Written request.
Reproduce the records below character for character, beginning at the line that contains "Trace the outline of every instance of the cumulus" and ending after the line that contains "94 74 L 100".

Input.

····················

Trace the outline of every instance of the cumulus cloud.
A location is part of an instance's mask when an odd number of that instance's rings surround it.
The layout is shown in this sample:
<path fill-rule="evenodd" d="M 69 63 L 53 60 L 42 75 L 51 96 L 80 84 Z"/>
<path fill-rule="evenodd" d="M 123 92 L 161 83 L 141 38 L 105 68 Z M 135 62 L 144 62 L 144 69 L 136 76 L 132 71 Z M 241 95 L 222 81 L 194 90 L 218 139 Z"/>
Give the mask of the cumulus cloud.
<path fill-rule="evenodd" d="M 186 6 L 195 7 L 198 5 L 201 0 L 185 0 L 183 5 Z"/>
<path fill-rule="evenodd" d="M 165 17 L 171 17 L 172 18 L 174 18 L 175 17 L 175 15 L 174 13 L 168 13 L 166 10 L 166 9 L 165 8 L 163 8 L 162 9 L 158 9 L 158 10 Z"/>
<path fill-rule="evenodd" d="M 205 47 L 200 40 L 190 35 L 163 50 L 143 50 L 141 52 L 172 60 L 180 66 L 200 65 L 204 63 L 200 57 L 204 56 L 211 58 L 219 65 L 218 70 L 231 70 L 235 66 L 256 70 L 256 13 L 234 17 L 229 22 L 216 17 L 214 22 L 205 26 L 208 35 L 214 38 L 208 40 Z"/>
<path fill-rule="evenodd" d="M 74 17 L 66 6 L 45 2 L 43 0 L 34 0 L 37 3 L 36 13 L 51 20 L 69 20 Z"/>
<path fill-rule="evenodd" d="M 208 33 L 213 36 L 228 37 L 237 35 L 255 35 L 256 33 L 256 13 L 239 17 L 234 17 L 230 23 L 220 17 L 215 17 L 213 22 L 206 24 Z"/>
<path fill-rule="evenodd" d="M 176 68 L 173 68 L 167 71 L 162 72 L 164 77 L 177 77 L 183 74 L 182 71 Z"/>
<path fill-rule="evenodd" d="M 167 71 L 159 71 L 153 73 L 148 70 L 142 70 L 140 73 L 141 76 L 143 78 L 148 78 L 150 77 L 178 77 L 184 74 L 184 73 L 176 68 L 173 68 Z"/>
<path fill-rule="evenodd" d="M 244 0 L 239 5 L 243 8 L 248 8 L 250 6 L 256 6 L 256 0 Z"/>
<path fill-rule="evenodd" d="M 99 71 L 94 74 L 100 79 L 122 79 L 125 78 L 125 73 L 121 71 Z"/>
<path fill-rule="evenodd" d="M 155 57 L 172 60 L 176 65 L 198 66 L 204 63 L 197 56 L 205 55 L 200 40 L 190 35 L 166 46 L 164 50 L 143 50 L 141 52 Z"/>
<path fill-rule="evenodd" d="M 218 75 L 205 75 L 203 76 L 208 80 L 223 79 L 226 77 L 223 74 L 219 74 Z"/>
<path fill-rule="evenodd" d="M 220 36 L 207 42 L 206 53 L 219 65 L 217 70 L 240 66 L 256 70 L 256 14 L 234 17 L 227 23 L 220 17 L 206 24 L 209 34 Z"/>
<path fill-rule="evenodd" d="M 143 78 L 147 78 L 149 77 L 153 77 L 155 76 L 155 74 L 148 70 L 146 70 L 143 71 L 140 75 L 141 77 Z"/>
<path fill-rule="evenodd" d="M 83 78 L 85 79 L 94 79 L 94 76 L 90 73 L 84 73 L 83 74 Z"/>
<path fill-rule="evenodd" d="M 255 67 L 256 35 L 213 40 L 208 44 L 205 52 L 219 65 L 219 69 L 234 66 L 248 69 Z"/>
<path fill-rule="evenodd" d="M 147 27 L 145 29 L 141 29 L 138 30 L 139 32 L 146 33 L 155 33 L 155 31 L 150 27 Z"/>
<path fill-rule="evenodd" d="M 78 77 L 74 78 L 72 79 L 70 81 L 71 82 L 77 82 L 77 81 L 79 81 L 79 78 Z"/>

····················

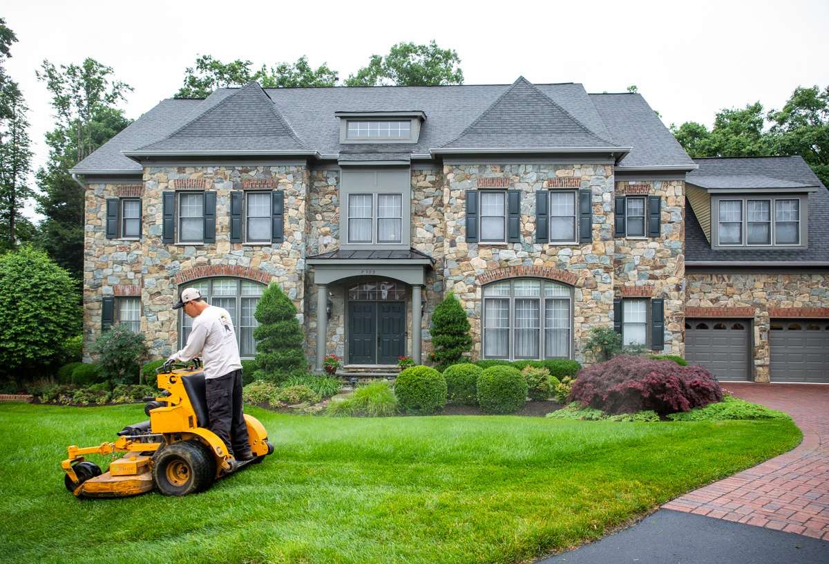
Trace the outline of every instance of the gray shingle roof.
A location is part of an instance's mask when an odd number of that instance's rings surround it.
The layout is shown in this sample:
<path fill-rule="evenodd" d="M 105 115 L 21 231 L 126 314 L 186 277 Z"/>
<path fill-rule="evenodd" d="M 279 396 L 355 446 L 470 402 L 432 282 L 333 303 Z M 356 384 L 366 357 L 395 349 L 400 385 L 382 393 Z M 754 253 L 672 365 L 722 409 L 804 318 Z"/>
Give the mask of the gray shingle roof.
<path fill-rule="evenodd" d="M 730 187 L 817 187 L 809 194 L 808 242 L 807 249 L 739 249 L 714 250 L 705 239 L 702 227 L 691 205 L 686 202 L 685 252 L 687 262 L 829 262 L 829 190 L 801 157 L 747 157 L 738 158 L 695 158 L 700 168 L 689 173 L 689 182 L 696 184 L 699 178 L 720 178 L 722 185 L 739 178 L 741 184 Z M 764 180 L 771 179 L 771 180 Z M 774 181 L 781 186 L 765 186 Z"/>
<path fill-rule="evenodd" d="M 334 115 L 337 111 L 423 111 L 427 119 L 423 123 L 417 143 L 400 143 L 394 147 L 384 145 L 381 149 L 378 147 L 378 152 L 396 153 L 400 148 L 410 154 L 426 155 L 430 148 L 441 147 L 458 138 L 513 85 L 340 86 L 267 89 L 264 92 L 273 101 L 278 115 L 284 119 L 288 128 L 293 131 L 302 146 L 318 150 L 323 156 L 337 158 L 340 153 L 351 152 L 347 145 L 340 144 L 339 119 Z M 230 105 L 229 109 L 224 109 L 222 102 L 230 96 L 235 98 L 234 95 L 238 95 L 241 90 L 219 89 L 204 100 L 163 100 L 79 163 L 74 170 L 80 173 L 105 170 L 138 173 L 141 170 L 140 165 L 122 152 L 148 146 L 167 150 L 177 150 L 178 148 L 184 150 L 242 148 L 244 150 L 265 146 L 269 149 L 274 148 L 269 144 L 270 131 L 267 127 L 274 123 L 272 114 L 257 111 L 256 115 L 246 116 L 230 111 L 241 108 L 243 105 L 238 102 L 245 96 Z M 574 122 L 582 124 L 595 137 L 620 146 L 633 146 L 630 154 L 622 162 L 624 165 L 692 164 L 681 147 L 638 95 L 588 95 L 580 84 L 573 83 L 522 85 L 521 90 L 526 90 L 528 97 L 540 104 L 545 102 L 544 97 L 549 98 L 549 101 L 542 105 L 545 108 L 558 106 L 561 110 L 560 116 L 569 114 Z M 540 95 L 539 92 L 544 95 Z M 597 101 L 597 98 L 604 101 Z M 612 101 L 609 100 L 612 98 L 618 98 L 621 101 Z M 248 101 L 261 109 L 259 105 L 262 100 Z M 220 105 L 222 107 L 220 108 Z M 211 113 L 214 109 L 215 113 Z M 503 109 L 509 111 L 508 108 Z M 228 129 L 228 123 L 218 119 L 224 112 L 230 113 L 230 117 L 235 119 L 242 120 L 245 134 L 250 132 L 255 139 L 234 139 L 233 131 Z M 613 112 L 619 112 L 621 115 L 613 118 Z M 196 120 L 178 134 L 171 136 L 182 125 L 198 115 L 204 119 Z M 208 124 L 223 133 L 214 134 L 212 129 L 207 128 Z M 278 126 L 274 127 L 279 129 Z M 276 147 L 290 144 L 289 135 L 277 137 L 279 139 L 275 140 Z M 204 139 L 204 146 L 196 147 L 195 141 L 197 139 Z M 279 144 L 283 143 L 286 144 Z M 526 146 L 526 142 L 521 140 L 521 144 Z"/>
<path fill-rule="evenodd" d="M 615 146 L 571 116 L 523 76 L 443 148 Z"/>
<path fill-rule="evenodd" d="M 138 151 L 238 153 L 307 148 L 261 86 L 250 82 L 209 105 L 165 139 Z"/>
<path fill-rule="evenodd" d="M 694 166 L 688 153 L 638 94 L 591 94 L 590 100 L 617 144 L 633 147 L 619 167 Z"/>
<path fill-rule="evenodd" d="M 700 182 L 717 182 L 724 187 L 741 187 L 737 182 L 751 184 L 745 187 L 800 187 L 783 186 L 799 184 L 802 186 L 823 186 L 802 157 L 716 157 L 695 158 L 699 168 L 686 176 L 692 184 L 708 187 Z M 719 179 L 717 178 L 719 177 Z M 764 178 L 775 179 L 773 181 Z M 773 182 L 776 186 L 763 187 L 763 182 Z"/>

····················

The reply.
Trace the outline of every instance of the cumulus cloud.
A location is part of an instance's mask when an odd number of that instance's rings surround it.
The layout is shown in this sample:
<path fill-rule="evenodd" d="M 69 63 L 53 60 L 42 75 L 51 96 L 80 84 Z"/>
<path fill-rule="evenodd" d="M 123 92 L 161 83 L 141 38 L 105 68 Z M 135 62 L 144 62 L 144 69 L 136 76 L 132 71 Z M 241 95 L 222 81 L 194 90 L 218 139 Z"/>
Give the mask of the cumulus cloud.
<path fill-rule="evenodd" d="M 186 6 L 195 7 L 198 5 L 201 0 L 185 0 L 183 5 Z"/>
<path fill-rule="evenodd" d="M 165 17 L 171 17 L 172 18 L 174 18 L 175 17 L 175 15 L 174 13 L 168 13 L 166 10 L 166 9 L 165 8 L 163 8 L 162 9 L 158 9 L 158 10 Z"/>
<path fill-rule="evenodd" d="M 205 47 L 200 40 L 190 35 L 163 50 L 143 50 L 141 52 L 172 60 L 180 66 L 200 65 L 204 63 L 200 57 L 204 56 L 211 58 L 219 65 L 218 70 L 231 70 L 235 66 L 256 70 L 256 13 L 234 17 L 229 22 L 216 17 L 214 22 L 205 26 L 208 35 L 214 38 L 208 40 Z"/>
<path fill-rule="evenodd" d="M 74 17 L 66 6 L 45 2 L 43 0 L 34 0 L 37 3 L 36 13 L 51 20 L 69 20 Z"/>
<path fill-rule="evenodd" d="M 208 33 L 213 36 L 228 37 L 237 35 L 255 35 L 256 33 L 256 13 L 239 17 L 234 17 L 230 23 L 220 17 L 215 17 L 213 22 L 206 24 Z"/>
<path fill-rule="evenodd" d="M 176 68 L 173 68 L 167 71 L 162 72 L 164 77 L 177 77 L 183 74 L 182 71 Z"/>
<path fill-rule="evenodd" d="M 167 71 L 159 71 L 153 73 L 148 70 L 142 70 L 140 73 L 141 76 L 143 78 L 148 78 L 150 77 L 178 77 L 184 74 L 184 73 L 176 68 L 173 68 Z"/>
<path fill-rule="evenodd" d="M 244 0 L 239 5 L 243 8 L 248 8 L 250 6 L 256 6 L 256 0 Z"/>
<path fill-rule="evenodd" d="M 99 71 L 94 74 L 100 79 L 122 79 L 125 78 L 125 73 L 121 71 Z"/>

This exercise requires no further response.